- _Problem to work on_
Will you transcribe the entries that follow, exactly and in full?

════════════════

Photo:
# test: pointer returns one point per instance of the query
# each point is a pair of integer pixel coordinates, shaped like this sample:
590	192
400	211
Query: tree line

════════════════

- _Your response_
Photo:
# test: pointer returns one point per instance of the query
# each point is a pair of integer pixel coordinates, shaped like this sample:
590	192
400	211
Query: tree line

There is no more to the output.